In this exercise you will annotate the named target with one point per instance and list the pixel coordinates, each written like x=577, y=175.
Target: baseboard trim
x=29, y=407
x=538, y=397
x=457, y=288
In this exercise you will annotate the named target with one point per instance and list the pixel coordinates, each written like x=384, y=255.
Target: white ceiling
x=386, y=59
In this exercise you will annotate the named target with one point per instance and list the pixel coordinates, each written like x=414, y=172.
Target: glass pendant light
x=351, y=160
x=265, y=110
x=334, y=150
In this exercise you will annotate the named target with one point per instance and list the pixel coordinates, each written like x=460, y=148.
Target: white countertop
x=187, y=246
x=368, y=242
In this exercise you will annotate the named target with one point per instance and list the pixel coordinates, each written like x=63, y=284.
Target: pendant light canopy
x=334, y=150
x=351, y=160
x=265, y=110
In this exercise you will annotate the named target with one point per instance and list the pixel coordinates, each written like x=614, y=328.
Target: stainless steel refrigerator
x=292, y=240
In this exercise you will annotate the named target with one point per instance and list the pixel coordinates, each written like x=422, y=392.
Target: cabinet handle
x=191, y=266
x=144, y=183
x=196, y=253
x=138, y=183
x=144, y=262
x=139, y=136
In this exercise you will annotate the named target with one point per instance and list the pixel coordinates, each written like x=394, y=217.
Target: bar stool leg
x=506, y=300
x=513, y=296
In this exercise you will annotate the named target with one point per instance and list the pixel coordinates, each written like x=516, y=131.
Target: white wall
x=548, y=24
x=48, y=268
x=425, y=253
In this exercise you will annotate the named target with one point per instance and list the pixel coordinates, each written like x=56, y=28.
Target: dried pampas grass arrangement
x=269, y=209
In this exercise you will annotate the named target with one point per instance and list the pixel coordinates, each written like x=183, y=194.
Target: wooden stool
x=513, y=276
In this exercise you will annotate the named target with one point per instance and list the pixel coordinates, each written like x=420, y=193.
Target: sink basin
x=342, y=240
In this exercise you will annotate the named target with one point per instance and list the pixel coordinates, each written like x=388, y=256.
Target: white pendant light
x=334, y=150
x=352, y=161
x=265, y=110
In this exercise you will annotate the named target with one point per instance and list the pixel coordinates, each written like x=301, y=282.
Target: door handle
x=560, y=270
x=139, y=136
* * *
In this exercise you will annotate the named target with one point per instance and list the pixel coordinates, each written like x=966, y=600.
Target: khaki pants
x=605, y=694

TASK BRIEF:
Using the data above, reproduce exactly the lines from the line that contains "like x=577, y=175." through the line that contains "like x=63, y=284.", including both.

RESULT OF THIS EXERCISE:
In this exercise you will annotate the named target with one point per instance and list the pixel coordinates, each written like x=577, y=175.
Target: baseboard trim
x=29, y=407
x=538, y=397
x=457, y=288
In this exercise you will annotate the named target with one point per instance and list the pixel coordinates, each written like x=384, y=255.
Target: white ceiling
x=386, y=59
In this exercise you will annotate the named target with one point per instance and list the pixel coordinates, each written like x=414, y=172.
Target: glass pendant light
x=351, y=160
x=265, y=110
x=334, y=150
In this exercise you will annotate the named target with one point per instance and list the pixel coordinates, each written like x=460, y=148.
Target: white countertop
x=187, y=246
x=368, y=242
In this exercise you will annotate the named target with one point per instance and list the pixel coordinates, each written like x=63, y=284.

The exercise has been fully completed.